> What you will do: Which lines below contain the word "lamp"? Show each of them in full.

> Provided records:
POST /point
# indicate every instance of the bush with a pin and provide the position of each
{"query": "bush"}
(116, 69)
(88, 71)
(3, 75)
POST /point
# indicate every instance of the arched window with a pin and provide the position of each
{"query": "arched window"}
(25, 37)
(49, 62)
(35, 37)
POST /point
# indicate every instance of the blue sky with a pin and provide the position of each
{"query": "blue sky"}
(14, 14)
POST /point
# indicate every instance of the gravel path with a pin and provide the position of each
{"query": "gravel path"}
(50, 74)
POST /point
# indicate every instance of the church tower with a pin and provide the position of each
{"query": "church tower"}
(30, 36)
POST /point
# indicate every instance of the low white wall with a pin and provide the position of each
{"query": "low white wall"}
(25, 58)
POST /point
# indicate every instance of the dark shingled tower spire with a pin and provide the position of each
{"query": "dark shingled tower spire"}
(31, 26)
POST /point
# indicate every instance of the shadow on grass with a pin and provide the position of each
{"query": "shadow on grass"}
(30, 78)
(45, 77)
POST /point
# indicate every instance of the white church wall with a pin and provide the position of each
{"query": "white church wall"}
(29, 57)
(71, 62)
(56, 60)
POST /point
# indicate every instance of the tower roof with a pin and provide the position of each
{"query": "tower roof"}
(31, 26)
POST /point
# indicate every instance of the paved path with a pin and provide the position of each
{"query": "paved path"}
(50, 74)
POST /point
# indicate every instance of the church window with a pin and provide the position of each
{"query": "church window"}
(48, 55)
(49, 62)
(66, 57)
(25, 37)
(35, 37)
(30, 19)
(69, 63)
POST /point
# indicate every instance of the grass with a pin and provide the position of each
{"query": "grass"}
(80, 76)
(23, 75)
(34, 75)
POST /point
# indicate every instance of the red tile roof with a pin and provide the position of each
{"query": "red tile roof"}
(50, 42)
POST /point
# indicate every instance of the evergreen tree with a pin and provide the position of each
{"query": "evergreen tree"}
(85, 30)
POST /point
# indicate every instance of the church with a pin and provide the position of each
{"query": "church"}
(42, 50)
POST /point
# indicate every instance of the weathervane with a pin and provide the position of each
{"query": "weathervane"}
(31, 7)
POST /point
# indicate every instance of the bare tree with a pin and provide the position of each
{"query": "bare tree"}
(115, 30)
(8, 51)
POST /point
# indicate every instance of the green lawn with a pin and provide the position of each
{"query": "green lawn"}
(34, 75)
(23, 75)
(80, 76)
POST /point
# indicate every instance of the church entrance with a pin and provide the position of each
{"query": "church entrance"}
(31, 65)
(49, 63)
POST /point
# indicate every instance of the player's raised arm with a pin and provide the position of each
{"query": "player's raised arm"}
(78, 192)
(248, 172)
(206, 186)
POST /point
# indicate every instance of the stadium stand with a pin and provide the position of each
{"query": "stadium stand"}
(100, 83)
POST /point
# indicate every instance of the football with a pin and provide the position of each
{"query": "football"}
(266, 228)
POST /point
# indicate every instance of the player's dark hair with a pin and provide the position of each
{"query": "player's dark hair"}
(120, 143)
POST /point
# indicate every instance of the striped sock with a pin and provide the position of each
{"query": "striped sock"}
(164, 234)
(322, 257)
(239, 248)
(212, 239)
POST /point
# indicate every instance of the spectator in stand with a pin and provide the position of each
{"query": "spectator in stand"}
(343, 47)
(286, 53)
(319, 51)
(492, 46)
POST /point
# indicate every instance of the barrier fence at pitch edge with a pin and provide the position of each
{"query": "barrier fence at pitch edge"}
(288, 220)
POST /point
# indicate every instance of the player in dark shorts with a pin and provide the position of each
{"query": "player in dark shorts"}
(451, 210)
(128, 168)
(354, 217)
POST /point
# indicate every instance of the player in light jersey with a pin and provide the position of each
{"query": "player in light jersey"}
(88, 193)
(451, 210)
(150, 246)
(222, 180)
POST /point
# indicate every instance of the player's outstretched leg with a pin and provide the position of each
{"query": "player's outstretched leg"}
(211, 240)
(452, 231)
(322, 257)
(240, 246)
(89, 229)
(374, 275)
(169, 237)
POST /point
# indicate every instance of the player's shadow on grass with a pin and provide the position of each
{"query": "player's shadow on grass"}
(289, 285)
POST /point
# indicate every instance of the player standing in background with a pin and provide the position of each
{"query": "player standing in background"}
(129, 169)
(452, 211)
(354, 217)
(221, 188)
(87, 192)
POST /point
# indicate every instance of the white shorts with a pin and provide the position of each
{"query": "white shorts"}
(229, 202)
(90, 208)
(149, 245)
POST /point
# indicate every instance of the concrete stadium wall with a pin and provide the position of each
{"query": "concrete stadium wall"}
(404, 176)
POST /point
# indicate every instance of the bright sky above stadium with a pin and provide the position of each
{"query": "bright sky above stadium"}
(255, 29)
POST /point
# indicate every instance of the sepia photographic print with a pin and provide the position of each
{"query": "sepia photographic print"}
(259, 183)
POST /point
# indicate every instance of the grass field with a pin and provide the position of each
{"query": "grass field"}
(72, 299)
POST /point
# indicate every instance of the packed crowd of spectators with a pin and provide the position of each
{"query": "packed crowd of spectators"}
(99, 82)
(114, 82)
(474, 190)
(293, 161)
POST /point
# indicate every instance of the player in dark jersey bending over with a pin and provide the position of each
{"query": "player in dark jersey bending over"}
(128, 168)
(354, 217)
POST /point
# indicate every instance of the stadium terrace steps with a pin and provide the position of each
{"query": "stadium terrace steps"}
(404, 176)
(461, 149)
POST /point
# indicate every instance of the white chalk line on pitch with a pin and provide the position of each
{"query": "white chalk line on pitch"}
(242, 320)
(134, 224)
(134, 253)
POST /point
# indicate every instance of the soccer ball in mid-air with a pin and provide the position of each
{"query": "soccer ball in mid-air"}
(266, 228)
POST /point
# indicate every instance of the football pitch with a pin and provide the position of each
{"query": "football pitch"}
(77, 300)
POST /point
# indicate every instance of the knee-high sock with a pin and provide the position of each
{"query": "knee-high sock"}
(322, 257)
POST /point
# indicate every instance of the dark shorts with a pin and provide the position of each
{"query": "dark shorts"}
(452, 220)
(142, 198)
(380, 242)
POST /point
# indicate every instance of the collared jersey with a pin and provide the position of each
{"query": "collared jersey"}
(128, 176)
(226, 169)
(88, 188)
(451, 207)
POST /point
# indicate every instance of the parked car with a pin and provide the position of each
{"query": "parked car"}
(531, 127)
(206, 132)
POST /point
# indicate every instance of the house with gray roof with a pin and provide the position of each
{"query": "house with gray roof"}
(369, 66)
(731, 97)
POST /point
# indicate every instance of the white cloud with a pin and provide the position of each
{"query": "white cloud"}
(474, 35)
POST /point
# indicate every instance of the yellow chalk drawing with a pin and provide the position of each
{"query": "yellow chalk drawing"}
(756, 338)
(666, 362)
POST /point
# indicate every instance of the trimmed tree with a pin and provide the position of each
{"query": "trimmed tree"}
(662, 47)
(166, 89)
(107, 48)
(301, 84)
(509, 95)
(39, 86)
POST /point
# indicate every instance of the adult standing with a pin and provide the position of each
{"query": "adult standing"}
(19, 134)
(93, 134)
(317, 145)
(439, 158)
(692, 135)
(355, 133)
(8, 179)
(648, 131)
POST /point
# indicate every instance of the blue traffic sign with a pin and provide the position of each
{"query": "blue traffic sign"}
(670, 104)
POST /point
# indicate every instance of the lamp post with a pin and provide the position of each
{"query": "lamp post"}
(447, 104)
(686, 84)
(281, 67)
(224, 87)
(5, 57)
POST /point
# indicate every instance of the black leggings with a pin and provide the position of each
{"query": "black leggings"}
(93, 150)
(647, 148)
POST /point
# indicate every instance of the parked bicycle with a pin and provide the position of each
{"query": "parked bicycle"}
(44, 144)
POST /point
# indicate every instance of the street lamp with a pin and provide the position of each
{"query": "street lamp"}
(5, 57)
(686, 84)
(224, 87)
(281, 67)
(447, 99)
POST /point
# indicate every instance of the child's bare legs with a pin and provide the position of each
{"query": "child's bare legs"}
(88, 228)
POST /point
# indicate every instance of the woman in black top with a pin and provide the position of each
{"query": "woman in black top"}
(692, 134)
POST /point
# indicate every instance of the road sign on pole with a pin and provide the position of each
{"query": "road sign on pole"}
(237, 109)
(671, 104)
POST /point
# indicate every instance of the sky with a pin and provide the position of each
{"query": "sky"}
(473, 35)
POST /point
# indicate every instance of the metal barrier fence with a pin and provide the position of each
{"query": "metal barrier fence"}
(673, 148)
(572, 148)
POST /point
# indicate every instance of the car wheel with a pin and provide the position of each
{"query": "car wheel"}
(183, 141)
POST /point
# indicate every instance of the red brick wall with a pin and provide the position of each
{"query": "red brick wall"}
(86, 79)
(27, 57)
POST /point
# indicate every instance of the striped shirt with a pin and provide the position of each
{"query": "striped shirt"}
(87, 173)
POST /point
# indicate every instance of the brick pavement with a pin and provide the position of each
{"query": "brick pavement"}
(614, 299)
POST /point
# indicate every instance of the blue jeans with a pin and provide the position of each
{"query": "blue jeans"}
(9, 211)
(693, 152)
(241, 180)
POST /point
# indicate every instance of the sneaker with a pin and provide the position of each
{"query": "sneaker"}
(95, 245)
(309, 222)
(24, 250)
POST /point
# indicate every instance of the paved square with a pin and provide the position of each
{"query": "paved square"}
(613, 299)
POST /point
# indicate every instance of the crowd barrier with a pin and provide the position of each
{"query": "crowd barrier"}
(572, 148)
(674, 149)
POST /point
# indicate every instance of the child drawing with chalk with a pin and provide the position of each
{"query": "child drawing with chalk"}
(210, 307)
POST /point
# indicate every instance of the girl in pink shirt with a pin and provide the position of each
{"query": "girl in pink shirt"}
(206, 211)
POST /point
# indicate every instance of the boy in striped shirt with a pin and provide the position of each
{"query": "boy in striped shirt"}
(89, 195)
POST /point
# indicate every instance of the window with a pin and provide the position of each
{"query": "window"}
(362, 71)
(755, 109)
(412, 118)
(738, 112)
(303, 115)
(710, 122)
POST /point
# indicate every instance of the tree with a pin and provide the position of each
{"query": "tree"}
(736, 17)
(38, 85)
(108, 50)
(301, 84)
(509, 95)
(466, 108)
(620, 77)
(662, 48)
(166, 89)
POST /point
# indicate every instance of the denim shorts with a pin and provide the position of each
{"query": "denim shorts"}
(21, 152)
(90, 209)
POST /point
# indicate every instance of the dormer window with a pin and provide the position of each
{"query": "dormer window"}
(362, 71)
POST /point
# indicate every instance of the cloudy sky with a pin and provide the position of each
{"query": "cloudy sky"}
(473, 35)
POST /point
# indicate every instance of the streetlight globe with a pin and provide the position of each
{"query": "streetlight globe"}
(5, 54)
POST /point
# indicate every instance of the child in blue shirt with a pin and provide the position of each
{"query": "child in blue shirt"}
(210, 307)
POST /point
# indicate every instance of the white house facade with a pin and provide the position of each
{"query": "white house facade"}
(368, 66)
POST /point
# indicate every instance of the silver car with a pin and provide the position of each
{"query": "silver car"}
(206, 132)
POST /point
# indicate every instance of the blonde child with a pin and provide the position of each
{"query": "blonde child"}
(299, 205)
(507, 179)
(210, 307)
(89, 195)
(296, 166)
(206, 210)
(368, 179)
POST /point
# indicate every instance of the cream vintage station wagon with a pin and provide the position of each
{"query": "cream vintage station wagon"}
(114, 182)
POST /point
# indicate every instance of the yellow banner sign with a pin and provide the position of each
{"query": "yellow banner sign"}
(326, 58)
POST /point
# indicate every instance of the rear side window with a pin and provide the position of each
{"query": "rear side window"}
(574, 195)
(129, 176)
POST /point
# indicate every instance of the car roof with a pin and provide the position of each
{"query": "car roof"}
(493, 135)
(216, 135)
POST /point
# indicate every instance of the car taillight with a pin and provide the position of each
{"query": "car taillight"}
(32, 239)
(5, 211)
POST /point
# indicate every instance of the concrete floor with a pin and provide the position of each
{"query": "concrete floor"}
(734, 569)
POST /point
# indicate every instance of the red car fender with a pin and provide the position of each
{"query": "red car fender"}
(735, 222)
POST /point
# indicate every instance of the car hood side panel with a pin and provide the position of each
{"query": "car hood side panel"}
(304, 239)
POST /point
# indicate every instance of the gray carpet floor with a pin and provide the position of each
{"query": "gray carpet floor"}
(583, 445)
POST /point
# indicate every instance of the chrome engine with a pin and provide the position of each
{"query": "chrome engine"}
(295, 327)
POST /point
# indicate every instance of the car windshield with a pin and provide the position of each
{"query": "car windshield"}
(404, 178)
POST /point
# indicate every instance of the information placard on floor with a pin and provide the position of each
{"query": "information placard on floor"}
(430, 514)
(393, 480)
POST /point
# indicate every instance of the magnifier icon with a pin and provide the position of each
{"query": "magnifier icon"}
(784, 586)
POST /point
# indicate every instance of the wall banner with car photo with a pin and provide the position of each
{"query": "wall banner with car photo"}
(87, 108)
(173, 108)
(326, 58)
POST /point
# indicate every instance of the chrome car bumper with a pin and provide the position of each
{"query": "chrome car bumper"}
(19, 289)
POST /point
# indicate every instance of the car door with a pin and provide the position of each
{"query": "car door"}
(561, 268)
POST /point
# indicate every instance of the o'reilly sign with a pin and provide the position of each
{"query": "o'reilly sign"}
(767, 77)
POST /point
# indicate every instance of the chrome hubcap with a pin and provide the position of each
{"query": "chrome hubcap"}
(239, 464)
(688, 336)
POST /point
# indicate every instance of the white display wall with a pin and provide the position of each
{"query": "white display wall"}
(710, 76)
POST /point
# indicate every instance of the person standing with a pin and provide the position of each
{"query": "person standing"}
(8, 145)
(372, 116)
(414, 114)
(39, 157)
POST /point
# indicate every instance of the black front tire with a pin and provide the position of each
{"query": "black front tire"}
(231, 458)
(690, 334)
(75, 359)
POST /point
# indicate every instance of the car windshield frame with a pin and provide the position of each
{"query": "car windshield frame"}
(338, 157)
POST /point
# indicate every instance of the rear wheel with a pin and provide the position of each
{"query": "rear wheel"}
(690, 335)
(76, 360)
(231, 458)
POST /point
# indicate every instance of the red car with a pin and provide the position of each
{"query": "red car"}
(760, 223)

> Final result:
# indicate every instance of the lamp post with a pin and provide the position of each
{"query": "lamp post"}
# indicate every instance of the street lamp with a pin and provide the position of each
{"query": "street lamp"}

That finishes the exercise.